■ Task requirements:
With the pictures left out, copy the listing below exactly.

Records excerpted from a collection:

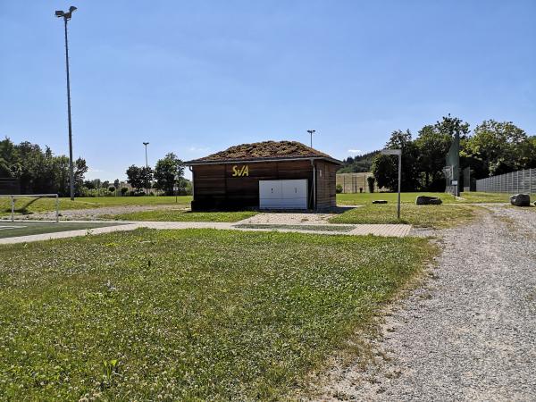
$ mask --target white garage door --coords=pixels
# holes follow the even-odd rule
[[[259,180],[261,209],[307,209],[307,180]]]

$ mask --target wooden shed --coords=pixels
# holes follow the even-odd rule
[[[231,147],[186,162],[192,171],[192,210],[336,206],[336,172],[341,164],[296,141]]]

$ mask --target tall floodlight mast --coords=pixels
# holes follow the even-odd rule
[[[71,200],[74,201],[74,166],[72,163],[72,121],[71,120],[71,80],[69,78],[69,41],[67,40],[67,21],[72,17],[76,7],[69,7],[68,12],[56,10],[55,16],[63,18],[65,26],[65,66],[67,72],[67,119],[69,121],[69,180],[71,184]]]

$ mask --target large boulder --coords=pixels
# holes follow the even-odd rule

■ Worked solution:
$ mask --target white garage door --coords=pixels
# holes follow the even-odd rule
[[[259,180],[261,209],[307,209],[307,180]]]

$ mask --target wooden shed --coords=pixels
# holes follow the even-odd rule
[[[231,147],[186,162],[192,171],[192,210],[336,206],[336,172],[341,164],[296,141]]]

$ mask --target tall floodlight mast --coords=pixels
# holes follow the even-odd rule
[[[71,200],[74,201],[74,166],[72,163],[72,121],[71,120],[71,80],[69,78],[69,41],[67,40],[67,21],[72,17],[76,7],[69,7],[68,12],[56,10],[55,16],[63,18],[65,26],[65,66],[67,72],[67,119],[69,121],[69,180],[71,184]]]

$ mask --target large boulder --coords=pixels
# holes follow the even-odd rule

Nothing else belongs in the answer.